PROVIDED DATA →
※ ※ ※

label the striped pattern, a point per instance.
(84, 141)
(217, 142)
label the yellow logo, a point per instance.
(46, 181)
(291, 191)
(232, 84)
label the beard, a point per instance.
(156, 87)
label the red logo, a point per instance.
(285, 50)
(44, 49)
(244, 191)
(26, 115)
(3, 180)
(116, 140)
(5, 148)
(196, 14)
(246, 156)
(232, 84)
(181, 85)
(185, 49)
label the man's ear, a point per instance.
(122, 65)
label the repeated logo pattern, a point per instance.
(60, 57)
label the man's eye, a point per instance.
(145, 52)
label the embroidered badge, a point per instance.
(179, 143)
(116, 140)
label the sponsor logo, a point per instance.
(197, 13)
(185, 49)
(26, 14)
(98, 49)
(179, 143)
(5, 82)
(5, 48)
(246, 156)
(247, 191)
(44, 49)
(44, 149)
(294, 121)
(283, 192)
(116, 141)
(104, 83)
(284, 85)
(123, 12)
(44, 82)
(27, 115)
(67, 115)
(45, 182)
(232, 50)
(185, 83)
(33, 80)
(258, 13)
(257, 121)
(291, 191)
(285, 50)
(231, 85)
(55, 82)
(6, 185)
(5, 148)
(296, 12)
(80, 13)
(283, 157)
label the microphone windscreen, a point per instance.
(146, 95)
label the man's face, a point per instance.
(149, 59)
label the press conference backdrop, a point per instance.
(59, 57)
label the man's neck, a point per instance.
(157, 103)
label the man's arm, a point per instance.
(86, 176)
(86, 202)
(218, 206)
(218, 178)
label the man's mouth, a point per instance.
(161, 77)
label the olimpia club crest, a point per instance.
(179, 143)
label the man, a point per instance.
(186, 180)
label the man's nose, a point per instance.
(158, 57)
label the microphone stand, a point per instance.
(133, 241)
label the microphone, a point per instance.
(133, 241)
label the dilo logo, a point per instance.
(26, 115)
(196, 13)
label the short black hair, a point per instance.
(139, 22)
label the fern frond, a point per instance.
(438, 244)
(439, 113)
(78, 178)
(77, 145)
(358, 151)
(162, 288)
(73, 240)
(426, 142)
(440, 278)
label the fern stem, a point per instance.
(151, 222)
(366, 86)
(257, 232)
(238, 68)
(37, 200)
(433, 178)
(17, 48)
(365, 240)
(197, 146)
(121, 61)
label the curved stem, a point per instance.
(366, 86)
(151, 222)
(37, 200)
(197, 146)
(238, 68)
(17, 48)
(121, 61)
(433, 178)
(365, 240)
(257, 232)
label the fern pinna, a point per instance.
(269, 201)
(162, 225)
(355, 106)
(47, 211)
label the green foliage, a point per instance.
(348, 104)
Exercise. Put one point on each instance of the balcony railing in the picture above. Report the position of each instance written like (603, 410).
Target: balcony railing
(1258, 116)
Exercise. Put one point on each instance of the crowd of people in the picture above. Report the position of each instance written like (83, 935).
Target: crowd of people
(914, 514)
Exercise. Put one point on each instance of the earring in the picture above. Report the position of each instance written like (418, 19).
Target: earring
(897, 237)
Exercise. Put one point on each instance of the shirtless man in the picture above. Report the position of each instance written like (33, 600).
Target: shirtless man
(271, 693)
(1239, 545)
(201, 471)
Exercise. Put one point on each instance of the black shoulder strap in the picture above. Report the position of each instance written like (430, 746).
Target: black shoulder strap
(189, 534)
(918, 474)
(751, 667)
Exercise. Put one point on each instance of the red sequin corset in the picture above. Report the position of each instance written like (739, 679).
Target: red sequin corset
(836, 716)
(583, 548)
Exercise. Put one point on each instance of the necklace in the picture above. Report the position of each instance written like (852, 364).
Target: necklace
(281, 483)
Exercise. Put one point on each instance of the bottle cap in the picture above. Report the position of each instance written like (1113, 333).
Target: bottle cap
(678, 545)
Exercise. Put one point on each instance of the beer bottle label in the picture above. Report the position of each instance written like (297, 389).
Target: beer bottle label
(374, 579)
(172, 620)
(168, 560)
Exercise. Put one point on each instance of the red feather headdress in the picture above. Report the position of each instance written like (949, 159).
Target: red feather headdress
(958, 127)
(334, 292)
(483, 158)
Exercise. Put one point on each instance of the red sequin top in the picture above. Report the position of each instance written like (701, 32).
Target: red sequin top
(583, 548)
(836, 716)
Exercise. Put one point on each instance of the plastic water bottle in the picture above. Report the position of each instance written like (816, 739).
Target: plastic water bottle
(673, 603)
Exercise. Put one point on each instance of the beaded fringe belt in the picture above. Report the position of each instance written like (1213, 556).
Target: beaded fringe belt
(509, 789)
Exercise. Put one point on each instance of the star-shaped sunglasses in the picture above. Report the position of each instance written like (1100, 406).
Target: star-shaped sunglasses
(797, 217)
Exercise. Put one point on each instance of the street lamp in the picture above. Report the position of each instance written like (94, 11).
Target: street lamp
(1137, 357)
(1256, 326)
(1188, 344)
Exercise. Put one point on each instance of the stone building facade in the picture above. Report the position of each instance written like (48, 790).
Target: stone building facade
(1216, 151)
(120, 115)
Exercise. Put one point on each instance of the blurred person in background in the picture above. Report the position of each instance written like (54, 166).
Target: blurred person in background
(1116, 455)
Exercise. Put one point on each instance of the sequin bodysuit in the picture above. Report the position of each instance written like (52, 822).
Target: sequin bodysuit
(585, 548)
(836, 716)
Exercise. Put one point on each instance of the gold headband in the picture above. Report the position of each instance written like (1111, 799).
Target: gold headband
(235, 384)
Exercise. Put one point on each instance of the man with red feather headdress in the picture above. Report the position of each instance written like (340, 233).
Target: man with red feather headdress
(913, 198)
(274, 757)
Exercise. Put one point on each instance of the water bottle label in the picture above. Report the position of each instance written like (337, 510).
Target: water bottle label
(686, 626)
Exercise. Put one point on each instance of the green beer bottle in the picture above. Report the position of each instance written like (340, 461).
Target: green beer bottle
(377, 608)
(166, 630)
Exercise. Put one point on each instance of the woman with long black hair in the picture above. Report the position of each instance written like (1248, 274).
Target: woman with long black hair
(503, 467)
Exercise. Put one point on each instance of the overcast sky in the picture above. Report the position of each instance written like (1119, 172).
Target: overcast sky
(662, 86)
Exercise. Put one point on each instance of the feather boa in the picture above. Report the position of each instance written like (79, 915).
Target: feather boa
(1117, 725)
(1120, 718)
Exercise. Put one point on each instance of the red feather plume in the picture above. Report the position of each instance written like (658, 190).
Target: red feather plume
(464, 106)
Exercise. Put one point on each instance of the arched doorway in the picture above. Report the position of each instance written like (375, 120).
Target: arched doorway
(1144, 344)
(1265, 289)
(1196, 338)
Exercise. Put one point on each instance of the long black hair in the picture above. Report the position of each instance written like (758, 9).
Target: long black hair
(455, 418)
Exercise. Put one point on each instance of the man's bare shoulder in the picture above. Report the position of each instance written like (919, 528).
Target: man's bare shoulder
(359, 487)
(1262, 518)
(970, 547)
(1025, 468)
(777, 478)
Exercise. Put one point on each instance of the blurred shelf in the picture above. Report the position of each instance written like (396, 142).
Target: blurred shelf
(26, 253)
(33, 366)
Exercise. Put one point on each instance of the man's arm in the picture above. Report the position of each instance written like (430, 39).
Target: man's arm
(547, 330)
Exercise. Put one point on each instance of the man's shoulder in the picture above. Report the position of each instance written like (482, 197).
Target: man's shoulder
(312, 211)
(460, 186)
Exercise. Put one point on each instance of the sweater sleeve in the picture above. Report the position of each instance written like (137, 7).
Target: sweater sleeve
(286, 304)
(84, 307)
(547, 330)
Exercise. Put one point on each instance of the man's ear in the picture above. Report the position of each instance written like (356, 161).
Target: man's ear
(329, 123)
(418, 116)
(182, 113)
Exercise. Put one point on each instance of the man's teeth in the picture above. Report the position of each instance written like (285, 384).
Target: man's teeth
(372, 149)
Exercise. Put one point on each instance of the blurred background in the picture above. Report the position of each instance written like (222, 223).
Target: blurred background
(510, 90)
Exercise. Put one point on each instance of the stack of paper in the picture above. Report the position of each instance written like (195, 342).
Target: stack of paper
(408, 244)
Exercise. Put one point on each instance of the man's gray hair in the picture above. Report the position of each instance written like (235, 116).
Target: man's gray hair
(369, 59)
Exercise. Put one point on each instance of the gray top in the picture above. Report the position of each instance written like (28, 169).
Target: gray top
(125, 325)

※ ※ ※

YOUR GOAL → Copy the lines above exactly, beginning at the line that has "label the man's nose, a point per instance." and stopping after the line that has "Exercise. Put one point on each instance of the balcony", and omit the rest.

THE ANSWER →
label the man's nose, a point per instance.
(158, 57)
label the microphone stand, a point per instance.
(133, 241)
label the microphone, a point per instance.
(133, 241)
label the dilo logo, a point per instance.
(26, 115)
(196, 13)
label the short black hair, a point per instance.
(139, 22)
label the fern frond, a point per instance.
(438, 244)
(439, 113)
(78, 178)
(77, 145)
(358, 151)
(162, 288)
(73, 240)
(426, 142)
(440, 278)
label the fern stem, a point per instance.
(151, 222)
(366, 86)
(257, 232)
(238, 68)
(37, 200)
(433, 178)
(17, 48)
(365, 240)
(197, 146)
(121, 61)
label the curved stem, a point per instance.
(366, 86)
(151, 222)
(37, 200)
(197, 146)
(238, 68)
(17, 48)
(121, 61)
(433, 178)
(365, 240)
(257, 232)
label the fern pinna, a point per instance.
(269, 201)
(162, 225)
(355, 106)
(47, 211)
label the green foliage, a point per instance.
(348, 104)
Exercise. Put one point on each instance of the balcony railing in the picture above. Report the position of each instance written like (603, 410).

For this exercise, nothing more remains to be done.